▶ SUPPLIED INFORMATION

# # # # #

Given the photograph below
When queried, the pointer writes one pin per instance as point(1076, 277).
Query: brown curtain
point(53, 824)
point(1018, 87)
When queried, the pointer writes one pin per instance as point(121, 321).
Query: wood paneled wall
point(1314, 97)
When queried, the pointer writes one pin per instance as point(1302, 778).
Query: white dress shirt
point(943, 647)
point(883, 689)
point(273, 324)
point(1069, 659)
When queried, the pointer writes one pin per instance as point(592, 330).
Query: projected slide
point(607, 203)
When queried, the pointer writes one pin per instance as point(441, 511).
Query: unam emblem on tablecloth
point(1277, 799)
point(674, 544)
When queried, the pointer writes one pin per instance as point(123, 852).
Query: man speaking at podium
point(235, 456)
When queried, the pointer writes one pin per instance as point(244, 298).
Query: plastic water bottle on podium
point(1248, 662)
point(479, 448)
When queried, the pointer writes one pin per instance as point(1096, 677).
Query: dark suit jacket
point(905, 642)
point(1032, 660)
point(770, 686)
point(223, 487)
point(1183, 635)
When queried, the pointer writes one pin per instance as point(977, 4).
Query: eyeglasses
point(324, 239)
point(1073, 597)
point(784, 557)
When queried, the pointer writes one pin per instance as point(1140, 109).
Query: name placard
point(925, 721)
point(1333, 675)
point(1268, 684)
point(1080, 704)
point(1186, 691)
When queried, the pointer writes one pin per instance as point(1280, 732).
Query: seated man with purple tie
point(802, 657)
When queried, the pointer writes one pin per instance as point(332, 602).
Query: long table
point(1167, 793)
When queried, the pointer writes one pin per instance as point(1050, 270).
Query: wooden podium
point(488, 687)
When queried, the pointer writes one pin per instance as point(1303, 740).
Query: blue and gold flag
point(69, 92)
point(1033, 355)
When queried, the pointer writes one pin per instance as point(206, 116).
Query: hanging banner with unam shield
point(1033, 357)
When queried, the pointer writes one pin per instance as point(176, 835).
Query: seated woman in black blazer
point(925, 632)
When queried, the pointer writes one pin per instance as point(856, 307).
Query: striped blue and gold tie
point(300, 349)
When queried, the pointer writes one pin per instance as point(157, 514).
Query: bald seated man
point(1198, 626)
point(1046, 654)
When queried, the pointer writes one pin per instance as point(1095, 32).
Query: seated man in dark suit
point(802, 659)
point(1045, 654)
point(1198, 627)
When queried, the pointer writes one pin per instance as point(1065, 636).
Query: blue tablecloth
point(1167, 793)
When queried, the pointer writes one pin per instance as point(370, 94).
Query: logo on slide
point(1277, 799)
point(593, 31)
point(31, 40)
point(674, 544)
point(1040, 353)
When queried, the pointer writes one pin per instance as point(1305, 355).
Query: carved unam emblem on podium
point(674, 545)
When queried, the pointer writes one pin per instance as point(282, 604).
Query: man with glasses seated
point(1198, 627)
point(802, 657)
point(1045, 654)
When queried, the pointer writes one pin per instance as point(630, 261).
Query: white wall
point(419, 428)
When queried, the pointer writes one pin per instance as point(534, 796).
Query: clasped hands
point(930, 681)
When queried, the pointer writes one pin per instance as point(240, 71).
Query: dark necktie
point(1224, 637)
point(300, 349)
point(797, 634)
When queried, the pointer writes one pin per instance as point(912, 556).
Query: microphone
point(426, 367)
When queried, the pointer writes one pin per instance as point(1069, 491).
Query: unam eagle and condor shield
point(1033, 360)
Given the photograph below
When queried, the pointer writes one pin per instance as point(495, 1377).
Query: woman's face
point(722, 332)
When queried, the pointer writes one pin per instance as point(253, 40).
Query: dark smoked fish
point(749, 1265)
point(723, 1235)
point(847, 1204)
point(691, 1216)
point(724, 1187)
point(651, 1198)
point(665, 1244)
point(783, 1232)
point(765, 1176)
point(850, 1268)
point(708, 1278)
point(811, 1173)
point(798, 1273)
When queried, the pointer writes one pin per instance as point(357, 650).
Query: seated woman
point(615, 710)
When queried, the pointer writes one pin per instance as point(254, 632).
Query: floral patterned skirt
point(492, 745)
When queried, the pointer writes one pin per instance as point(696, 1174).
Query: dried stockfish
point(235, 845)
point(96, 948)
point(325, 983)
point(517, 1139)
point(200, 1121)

# # # # #

▶ SHORT TASK
Rewrite all of the lines above with "locator" in place of every "pointer", leaving everything else unchanged.

▶ PROBLEM SOLUTION
Given the photograph below
When queried, the locator writes one pin per instance as point(1076, 277).
Query: brown curtain
point(53, 824)
point(1018, 87)
When queried, the locator writes one pin per instance as point(121, 321).
Query: wood paneled wall
point(1314, 97)
When queried, the locator writes one pin per instance as point(1302, 778).
Query: white dress shirt
point(943, 647)
point(883, 689)
point(273, 324)
point(1069, 659)
When queried, the locator writes one pin per instance as point(592, 330).
Query: projected slide
point(607, 203)
When queried, the locator writes one pin per instance as point(441, 511).
Query: unam emblem on tablecloth
point(1277, 799)
point(674, 544)
When queried, the locator writes one pin per instance as point(123, 852).
Query: man speaking at podium
point(235, 456)
When queried, the locator writes one pin per instance as point(244, 298).
Query: plastic water bottle on podium
point(1248, 662)
point(479, 448)
When queried, the locator writes one pin per instance as point(1096, 677).
Query: dark suit jacket
point(905, 642)
point(1032, 660)
point(770, 686)
point(223, 487)
point(1183, 635)
When queried, the locator writes one pin per instance as point(977, 4).
Query: eyeglasses
point(324, 239)
point(1073, 597)
point(784, 557)
When queried, the locator writes one pin per instance as point(1140, 109).
Query: name placard
point(925, 721)
point(1333, 675)
point(1268, 684)
point(1080, 704)
point(1186, 691)
When queried, the locator writes one pin per instance as point(1280, 732).
Query: seated man with purple tie
point(802, 657)
When queried, the locator writes one pin per instance as point(332, 602).
Query: long table
point(1167, 793)
When queried, the locator writes one pin per instance as point(1050, 270).
Query: wooden podium
point(488, 687)
When queried, the locator writes one pin per instance as point(1303, 740).
Query: blue and gold flag
point(69, 92)
point(1033, 355)
When queried, the locator writes one pin per instance as point(206, 116).
Query: hanging banner with unam shield
point(1033, 357)
When queried, the locator writes one pin per instance as point(176, 835).
Query: seated woman in black blazer
point(925, 632)
When queried, the locator writes one pin per instance as point(856, 307).
Query: striped blue and gold tie
point(300, 349)
When queried, the locator writes one pin per instance as point(157, 514).
Query: bald seated man
point(1198, 626)
point(1046, 654)
When queried, the locator writes one pin per instance as point(1095, 32).
Query: seated man in dark suit
point(802, 659)
point(1045, 654)
point(1198, 627)
When queried, the locator writes one pin per instance as point(1065, 636).
Query: blue tablecloth
point(1167, 793)
When queried, the locator writes one pin per instance as point(370, 94).
Query: logo on slide
point(1277, 799)
point(593, 31)
point(31, 40)
point(674, 544)
point(1040, 353)
When queried, the locator writes one pin per instance as point(1305, 355).
Query: carved unam emblem on podium
point(674, 545)
When queried, the locator writes one pin per instance as point(282, 604).
Query: man with glasses seated
point(1198, 627)
point(802, 657)
point(1045, 654)
When queried, the locator writes one pin per instance as point(630, 261).
Query: white wall
point(419, 428)
When queried, the locator writes one pin per instance as point(534, 796).
Query: clasped hands
point(930, 681)
When queried, the locator writes one pin per instance as point(240, 71).
Query: dark necktie
point(1224, 637)
point(300, 349)
point(797, 634)
When queried, the locator writes one pin per instance as point(912, 556).
Query: microphone
point(426, 367)
When queried, the locator writes one pin per instance as point(1069, 491).
Query: unam eagle and condor shield
point(1033, 360)
Given the photograph below
When queried, the locator writes one pin per instance as point(495, 1377).
Query: woman's face
point(722, 332)
When queried, the locator writes one pin per instance as point(253, 40).
Query: dark smoked fish
point(749, 1265)
point(723, 1235)
point(847, 1204)
point(691, 1216)
point(724, 1187)
point(651, 1198)
point(665, 1244)
point(783, 1232)
point(765, 1176)
point(850, 1268)
point(708, 1278)
point(811, 1173)
point(798, 1273)
When queried, the locator writes one pin per instance as point(357, 650).
Query: seated woman
point(615, 710)
When queried, the locator writes one pin per instance as point(254, 632).
Query: floral patterned skirt
point(492, 745)
When queried, the locator writes one pin per instance as point(696, 1174).
Query: dried stockfish
point(235, 845)
point(96, 948)
point(325, 983)
point(517, 1139)
point(200, 1121)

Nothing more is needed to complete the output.